Reproduce every line of the listing below, keeping each character and line break unchanged.

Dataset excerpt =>
%%

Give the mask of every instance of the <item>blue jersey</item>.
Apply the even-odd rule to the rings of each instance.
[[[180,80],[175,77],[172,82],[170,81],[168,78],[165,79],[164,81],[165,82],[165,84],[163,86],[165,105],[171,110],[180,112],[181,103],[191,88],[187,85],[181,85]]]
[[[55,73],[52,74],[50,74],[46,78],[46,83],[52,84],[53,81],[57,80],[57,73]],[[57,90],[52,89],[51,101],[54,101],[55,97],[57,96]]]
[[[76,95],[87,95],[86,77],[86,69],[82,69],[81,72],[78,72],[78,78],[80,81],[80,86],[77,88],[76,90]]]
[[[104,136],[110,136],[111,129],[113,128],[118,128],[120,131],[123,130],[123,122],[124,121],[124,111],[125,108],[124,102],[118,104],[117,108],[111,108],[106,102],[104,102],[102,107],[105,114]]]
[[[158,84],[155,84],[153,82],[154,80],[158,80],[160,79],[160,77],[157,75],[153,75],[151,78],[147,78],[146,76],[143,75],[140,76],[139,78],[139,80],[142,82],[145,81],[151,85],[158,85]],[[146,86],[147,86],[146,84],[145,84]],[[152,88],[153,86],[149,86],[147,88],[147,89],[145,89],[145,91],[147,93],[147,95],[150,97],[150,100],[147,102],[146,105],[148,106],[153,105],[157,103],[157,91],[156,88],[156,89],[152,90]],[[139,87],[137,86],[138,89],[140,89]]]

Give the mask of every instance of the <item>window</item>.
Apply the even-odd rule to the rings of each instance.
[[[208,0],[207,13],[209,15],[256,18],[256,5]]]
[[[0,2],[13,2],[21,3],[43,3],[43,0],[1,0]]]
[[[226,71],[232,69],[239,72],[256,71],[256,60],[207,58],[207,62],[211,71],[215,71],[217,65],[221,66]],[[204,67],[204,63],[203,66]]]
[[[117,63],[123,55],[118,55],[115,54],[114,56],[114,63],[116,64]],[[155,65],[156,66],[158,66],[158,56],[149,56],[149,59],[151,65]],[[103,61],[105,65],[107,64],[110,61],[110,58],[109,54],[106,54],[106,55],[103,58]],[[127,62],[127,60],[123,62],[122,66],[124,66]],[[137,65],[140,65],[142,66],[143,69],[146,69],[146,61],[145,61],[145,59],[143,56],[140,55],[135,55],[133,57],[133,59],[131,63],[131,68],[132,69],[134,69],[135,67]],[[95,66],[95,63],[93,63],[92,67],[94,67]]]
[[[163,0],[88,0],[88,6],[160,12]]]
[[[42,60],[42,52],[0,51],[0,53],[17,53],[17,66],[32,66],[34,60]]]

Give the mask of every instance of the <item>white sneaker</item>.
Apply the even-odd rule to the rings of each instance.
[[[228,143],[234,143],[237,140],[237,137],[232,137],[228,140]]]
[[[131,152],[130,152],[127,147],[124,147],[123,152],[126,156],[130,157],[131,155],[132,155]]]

%%

Answer below =>
Give the mask of every instance of the <item>blue jersey</item>.
Apply the even-odd rule to the rings of each instance.
[[[180,80],[175,77],[172,82],[170,81],[168,78],[165,79],[164,81],[165,82],[165,84],[163,86],[165,105],[171,110],[180,112],[181,103],[191,88],[187,85],[181,85]]]
[[[55,73],[52,74],[50,74],[46,78],[46,83],[52,84],[53,81],[57,80],[57,73]],[[57,90],[52,89],[51,101],[54,101],[55,97],[57,96]]]
[[[76,95],[87,95],[86,77],[86,69],[82,69],[81,72],[78,72],[78,78],[80,81],[80,86],[77,88],[76,90]]]
[[[104,136],[110,136],[111,129],[113,128],[118,128],[120,131],[123,130],[123,122],[124,121],[124,111],[125,108],[124,102],[118,104],[117,108],[111,108],[106,102],[104,102],[102,107],[105,114]]]
[[[158,84],[155,84],[153,82],[154,80],[158,80],[160,79],[160,77],[157,75],[153,75],[151,78],[147,78],[146,76],[143,75],[140,76],[139,78],[139,80],[142,82],[145,81],[151,85],[158,85]],[[146,86],[147,86],[146,84],[145,84]],[[152,88],[153,86],[149,86],[147,88],[147,89],[145,89],[145,91],[147,93],[147,95],[150,97],[150,100],[147,102],[146,105],[148,106],[153,105],[157,103],[157,91],[156,88],[156,89],[152,90]],[[139,87],[137,86],[138,89],[140,89]]]

Give the mask of every instance of the <item>window</item>.
Apply the even-odd rule to the rings of each instance.
[[[208,0],[207,13],[209,15],[256,18],[256,5]]]
[[[0,2],[13,2],[21,3],[43,3],[43,0],[1,0]]]
[[[226,71],[232,69],[239,72],[256,71],[256,60],[207,58],[207,62],[211,71],[215,71],[217,65],[221,66]],[[204,67],[204,63],[203,66]]]
[[[117,63],[123,55],[118,55],[115,54],[114,56],[114,63],[116,64]],[[155,65],[156,66],[158,66],[158,56],[149,56],[149,59],[151,65]],[[103,61],[105,65],[107,64],[110,61],[110,58],[109,54],[106,54],[106,55],[103,58]],[[127,62],[127,60],[123,62],[122,66],[124,66]],[[137,65],[140,65],[142,66],[143,69],[146,69],[146,61],[145,61],[145,59],[143,56],[140,55],[135,55],[133,57],[133,59],[131,63],[131,68],[132,69],[134,69],[135,67]],[[95,66],[95,63],[93,63],[92,67],[94,67]]]
[[[163,0],[88,0],[88,6],[160,12]]]
[[[42,60],[42,52],[0,51],[0,53],[17,53],[17,66],[32,66],[34,60]]]

Give the mask of every instance of the <item>white sneaker</item>.
Apply the even-odd rule to the rings of each instance.
[[[228,143],[234,143],[237,140],[237,137],[232,137],[228,140]]]
[[[131,152],[130,152],[127,147],[124,147],[123,152],[126,156],[130,157],[131,155],[132,155]]]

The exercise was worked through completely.